Work item:
After finding the line that includes "Target: bark" in the records below, transcribe it and each line after it through the last, exactly, and add nothing.

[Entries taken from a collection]
=== Begin Enclosure ===

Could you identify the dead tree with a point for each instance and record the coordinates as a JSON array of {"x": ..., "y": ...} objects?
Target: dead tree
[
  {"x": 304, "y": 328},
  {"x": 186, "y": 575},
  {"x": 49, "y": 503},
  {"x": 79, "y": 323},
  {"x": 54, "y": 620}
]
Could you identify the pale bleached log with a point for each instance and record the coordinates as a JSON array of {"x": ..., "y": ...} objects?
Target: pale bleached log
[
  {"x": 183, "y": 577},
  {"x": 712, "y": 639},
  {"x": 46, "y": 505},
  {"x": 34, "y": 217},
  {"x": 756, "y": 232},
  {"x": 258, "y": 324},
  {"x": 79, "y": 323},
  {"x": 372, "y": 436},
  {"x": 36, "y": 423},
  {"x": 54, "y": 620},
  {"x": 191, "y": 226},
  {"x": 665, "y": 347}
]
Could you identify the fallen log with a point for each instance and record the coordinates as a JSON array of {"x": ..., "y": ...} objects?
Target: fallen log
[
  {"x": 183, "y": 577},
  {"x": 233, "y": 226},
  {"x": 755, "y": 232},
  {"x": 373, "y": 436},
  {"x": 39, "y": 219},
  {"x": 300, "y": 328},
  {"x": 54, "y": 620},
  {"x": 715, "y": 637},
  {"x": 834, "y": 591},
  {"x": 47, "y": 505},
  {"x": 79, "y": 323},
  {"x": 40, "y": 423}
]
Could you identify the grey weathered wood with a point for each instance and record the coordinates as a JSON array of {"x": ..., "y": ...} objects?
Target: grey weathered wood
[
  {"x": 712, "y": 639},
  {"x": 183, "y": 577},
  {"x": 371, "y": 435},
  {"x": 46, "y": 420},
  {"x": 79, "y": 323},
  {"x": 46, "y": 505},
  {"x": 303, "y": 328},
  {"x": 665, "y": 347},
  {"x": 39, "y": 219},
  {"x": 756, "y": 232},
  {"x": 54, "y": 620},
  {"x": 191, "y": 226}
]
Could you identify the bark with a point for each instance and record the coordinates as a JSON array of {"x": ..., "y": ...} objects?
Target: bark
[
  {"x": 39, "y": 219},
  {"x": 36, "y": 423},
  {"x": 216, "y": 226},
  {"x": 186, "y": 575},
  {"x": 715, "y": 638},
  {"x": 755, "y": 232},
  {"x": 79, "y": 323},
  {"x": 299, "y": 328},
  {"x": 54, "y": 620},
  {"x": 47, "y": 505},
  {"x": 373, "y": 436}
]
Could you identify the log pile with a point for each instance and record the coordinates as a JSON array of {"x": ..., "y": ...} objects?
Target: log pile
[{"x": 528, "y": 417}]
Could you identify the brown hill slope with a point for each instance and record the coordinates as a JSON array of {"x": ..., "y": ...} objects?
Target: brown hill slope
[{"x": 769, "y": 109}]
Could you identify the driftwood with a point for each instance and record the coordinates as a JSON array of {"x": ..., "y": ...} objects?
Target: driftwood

=== End Enclosure ===

Written answer:
Target: bark
[
  {"x": 39, "y": 219},
  {"x": 36, "y": 423},
  {"x": 216, "y": 226},
  {"x": 186, "y": 575},
  {"x": 715, "y": 638},
  {"x": 755, "y": 232},
  {"x": 79, "y": 323},
  {"x": 299, "y": 328},
  {"x": 54, "y": 620},
  {"x": 47, "y": 505},
  {"x": 373, "y": 436}
]
Could you identify the log pile with a point for each instance and record the coordinates as a JSON array of {"x": ..., "y": ...} objects?
Target: log pile
[{"x": 528, "y": 417}]
Could you identify the brown hill slope with a point for each instance and record the coordinates as a JSON array of {"x": ..., "y": ...} objects?
Target: brown hill slope
[{"x": 769, "y": 109}]
Could you identify the driftwood with a point for each instance and record the coordinates as a JSON array of {"x": ..., "y": ...} objects?
Target: driftwood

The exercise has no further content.